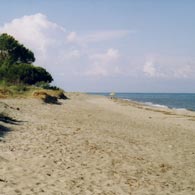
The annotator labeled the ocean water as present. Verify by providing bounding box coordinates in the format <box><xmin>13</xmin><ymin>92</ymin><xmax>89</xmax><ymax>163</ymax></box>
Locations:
<box><xmin>89</xmin><ymin>93</ymin><xmax>195</xmax><ymax>111</ymax></box>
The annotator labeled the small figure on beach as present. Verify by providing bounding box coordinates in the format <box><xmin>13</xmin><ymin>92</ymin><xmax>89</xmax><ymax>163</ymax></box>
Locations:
<box><xmin>109</xmin><ymin>92</ymin><xmax>116</xmax><ymax>99</ymax></box>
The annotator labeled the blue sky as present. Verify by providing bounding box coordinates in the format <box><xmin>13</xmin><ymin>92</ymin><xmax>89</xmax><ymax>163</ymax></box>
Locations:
<box><xmin>0</xmin><ymin>0</ymin><xmax>195</xmax><ymax>92</ymax></box>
═══
Your instructions
The answer must be an exact restatement of all the records, with no pictures included.

Solution
The annotator labeled the ocean water as present. Verify by providing bounding box coordinates in the format <box><xmin>13</xmin><ymin>92</ymin><xmax>89</xmax><ymax>163</ymax></box>
Locations:
<box><xmin>89</xmin><ymin>93</ymin><xmax>195</xmax><ymax>111</ymax></box>
The annotator labeled the small figure on beach as present. Verify by providing bounding box coordinates in the format <box><xmin>13</xmin><ymin>92</ymin><xmax>89</xmax><ymax>163</ymax></box>
Locations:
<box><xmin>109</xmin><ymin>92</ymin><xmax>116</xmax><ymax>99</ymax></box>
The annotator labeled the blue sky as present. Verify by providing bounding box coordinates in the format <box><xmin>13</xmin><ymin>92</ymin><xmax>89</xmax><ymax>163</ymax></box>
Locations:
<box><xmin>0</xmin><ymin>0</ymin><xmax>195</xmax><ymax>92</ymax></box>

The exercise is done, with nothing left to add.